• **TEXT SHOWN**:
------------------------------------------------------------

Sunday, 4 January 2015

X-Wing: The Force Wins

  
The last position, face-to-face Luke Skywalker destroys the Imperial TIE fighter to win the game.

We played our first game of Star Wars X-Wing last night, which my partner had bought me for Xmas.  My partner is not really a gamer in any shape or form, and straight-forward conflict games are not her thing (though saying that she will occasionally talk about her Scorpion mech pilot and her coffee making machine customization, so maybe after 17 years together something has rubbed off on her?).

So we did our usual split the game up with three players, where the third player is represented by our plush toy kittens, and we each take alternate turns to move the opposition, thereby not playing against each other directly.  This makes for an interesting game dynamic one turn you're running the third party I know what you're doing and what you will get to do this turn, but the next turn the tables are reversed.

------------------------------------------------------------

• **DATA ROWS**:
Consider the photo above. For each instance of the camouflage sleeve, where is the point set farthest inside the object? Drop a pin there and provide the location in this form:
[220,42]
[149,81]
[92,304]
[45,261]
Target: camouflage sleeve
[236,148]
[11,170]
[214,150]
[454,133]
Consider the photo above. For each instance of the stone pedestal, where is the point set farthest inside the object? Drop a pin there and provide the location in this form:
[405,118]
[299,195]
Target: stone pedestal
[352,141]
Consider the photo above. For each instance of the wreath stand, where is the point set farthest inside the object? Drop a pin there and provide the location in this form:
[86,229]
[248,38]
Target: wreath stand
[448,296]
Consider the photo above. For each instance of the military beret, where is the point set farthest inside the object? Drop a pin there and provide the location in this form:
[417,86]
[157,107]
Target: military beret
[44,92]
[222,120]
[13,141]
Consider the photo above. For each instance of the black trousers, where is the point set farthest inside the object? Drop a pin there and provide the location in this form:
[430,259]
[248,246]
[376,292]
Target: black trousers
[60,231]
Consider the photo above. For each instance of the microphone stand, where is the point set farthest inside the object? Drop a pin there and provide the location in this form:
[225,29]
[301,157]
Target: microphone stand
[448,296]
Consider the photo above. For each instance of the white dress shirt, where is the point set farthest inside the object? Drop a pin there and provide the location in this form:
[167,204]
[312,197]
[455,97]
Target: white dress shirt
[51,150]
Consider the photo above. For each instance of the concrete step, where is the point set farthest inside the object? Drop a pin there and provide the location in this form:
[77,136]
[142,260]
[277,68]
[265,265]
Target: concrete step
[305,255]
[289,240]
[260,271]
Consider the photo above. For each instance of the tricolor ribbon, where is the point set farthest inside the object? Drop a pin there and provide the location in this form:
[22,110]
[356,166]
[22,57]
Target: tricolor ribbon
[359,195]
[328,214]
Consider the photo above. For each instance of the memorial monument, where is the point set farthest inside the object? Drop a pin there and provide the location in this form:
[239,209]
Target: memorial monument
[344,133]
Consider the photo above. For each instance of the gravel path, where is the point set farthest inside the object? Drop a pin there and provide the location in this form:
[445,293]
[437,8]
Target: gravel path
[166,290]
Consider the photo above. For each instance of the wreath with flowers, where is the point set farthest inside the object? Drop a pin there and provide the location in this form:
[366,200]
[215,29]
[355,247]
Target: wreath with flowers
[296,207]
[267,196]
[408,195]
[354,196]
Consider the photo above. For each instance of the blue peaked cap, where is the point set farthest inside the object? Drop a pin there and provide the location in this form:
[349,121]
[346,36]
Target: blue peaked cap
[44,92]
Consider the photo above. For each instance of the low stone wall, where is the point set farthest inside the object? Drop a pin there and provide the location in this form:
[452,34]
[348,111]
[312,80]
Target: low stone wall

------------------------------------------------------------

• **PROBLEMS TO WORK ON**:
A. In the X-Wing game post, rewrite the passage from "So we did our" up to and including "tables are reversed.", changing "plush toy kittens" to "stuffed toy cats".
B. List every line of the records that contains the word "trousers".
The records are unrelated to the text.

• **SOLUTIONS IN ORDER**:
A.
So we did our usual split the game up with three players, where the third player is represented by our stuffed toy cats, and we each take alternate turns to move the opposition, thereby not playing against each other directly.  This makes for an interesting game dynamic one turn you're running the third party I know what you're doing and what you will get to do this turn, but the next turn the tables are reversed.

B.
Consider the photo above. For each instance of the black trousers, where is the point set farthest inside the object? Drop a pin there and provide the location in this form:
Target: black trousers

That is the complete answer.